## DESCRIPTION OF THE TASK
In the data below, the answer is the run of lines from the line containing "Target: tree trunk" through the line containing "Target: wooden lattice roof", both included; print it exactly and nothing else.

[[ GIVEN INFORMATION, beginning ]]

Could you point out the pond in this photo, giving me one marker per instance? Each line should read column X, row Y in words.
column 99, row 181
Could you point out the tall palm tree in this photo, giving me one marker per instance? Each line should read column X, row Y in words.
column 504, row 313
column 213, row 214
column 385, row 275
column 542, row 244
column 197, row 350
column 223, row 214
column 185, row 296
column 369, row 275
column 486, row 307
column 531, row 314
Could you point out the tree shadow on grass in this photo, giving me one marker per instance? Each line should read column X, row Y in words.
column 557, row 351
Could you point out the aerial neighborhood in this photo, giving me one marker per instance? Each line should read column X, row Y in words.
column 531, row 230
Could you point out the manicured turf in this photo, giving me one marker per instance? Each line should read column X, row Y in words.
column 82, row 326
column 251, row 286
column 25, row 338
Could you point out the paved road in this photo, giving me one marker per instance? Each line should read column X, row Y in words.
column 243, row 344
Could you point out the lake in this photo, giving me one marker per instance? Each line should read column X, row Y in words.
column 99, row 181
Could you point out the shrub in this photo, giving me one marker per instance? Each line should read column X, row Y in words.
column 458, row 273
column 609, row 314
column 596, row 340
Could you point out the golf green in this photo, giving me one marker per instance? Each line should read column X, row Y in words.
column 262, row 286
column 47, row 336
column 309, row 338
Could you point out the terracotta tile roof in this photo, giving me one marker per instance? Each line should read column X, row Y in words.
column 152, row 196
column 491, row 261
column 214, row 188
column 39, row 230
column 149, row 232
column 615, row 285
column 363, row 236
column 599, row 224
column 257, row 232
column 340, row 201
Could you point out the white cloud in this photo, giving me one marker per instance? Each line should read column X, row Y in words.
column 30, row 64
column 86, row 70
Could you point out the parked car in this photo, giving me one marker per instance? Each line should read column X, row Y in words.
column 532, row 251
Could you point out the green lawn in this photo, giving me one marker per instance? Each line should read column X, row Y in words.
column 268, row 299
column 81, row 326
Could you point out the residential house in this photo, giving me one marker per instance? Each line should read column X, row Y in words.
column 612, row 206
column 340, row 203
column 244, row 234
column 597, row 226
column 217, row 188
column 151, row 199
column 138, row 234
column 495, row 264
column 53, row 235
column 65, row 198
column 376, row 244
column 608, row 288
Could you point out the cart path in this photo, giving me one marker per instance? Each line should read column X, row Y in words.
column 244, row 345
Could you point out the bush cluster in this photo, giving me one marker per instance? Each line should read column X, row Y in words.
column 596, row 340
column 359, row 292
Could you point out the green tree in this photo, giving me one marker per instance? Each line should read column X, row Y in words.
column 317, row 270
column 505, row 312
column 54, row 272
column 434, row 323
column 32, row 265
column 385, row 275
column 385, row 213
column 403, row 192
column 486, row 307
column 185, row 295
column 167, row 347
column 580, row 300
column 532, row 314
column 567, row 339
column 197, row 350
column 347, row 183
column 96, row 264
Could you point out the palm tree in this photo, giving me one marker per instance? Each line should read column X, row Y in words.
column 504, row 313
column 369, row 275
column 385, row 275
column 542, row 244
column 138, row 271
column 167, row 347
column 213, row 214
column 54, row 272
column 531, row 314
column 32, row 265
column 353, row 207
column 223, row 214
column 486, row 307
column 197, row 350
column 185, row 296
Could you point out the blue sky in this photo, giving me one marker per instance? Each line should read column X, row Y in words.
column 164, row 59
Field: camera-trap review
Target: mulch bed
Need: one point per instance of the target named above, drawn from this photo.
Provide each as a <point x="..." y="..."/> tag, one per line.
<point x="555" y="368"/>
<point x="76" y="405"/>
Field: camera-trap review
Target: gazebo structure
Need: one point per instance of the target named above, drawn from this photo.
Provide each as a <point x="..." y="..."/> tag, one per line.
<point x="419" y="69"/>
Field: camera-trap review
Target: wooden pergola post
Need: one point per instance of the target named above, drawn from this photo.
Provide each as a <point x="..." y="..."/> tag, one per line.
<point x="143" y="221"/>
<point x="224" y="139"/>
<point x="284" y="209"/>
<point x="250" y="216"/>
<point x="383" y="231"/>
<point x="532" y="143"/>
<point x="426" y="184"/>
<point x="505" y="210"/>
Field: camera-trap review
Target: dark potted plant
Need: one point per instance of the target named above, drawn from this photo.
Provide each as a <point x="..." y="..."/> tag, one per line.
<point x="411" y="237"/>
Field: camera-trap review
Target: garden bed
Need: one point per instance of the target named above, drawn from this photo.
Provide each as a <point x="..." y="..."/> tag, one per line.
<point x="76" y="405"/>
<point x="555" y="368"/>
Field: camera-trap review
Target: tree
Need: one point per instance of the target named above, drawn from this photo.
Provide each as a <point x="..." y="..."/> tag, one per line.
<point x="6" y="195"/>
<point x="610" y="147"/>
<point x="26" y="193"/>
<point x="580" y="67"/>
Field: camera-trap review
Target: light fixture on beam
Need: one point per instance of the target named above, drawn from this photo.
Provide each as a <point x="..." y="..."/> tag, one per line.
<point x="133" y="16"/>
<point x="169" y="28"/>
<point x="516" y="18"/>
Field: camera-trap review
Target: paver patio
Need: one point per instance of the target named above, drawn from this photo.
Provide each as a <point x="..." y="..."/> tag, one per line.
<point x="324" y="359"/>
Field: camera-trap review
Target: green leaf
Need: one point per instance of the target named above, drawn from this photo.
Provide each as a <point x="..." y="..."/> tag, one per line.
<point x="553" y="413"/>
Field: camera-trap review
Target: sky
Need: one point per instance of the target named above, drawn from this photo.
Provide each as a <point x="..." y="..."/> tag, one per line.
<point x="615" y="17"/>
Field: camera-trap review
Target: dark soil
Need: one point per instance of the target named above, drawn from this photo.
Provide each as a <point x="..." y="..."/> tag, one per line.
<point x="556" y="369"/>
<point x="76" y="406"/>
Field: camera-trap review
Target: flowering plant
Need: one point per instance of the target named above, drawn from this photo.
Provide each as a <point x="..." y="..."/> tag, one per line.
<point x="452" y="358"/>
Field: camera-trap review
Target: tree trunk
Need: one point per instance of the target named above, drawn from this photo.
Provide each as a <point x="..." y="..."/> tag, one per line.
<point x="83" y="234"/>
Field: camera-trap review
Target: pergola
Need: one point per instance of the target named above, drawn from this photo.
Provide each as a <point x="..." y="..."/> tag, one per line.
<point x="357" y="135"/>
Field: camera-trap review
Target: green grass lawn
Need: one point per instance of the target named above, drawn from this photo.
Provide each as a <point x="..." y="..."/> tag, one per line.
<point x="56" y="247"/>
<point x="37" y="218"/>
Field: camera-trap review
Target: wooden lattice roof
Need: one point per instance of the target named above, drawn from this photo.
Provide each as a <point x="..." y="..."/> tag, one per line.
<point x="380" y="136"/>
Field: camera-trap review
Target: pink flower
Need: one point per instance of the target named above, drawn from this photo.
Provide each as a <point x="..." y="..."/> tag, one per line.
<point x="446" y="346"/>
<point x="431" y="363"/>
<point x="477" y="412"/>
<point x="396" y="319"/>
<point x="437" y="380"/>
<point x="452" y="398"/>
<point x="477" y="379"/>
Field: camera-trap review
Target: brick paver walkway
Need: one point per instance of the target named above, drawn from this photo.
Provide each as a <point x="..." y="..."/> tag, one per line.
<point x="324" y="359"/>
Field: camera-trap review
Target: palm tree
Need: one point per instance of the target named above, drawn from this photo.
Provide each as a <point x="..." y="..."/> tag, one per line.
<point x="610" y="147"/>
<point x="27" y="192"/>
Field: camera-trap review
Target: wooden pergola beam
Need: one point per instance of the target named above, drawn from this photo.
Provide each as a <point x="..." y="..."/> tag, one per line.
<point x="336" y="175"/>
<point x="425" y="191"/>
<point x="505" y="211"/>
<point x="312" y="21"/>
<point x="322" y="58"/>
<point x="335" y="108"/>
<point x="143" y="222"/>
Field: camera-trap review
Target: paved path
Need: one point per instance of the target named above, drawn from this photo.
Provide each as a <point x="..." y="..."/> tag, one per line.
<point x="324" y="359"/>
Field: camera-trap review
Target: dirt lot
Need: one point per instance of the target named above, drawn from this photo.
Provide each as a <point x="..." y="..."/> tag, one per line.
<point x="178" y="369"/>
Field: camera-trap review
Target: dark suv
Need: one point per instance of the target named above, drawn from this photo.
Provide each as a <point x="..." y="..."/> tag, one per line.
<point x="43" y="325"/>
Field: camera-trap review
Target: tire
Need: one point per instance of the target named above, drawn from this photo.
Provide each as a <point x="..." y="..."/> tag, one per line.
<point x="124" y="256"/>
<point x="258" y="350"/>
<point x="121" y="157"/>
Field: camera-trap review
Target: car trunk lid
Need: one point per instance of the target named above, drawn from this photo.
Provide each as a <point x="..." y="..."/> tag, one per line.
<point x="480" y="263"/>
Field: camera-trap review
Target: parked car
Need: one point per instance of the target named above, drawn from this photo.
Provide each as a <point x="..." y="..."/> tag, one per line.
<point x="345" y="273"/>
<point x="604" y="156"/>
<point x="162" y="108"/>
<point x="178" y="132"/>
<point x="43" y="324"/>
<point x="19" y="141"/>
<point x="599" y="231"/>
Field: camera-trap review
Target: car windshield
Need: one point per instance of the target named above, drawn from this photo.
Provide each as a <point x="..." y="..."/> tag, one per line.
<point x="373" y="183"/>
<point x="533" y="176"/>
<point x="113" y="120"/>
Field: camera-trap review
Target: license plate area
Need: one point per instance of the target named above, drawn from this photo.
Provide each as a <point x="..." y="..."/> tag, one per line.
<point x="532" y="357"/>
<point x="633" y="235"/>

[[ GIVEN INFORMATION, end ]]

## THE ANSWER
Target: tree trunk
Need: one point per instance of the target named above, drawn from this photo.
Provide each as a <point x="..." y="..."/> tag, one per line.
<point x="83" y="234"/>
Field: camera-trap review
Target: pergola
Need: one point per instance of the target named above, drawn from this photo.
Provide each as a <point x="..." y="..."/> tag, one per line.
<point x="357" y="135"/>
Field: camera-trap review
Target: green grass lawn
Need: one point per instance of the target named above, drawn from this photo.
Provide each as a <point x="..." y="..."/> tag, one per line.
<point x="56" y="247"/>
<point x="37" y="218"/>
Field: camera-trap review
Target: wooden lattice roof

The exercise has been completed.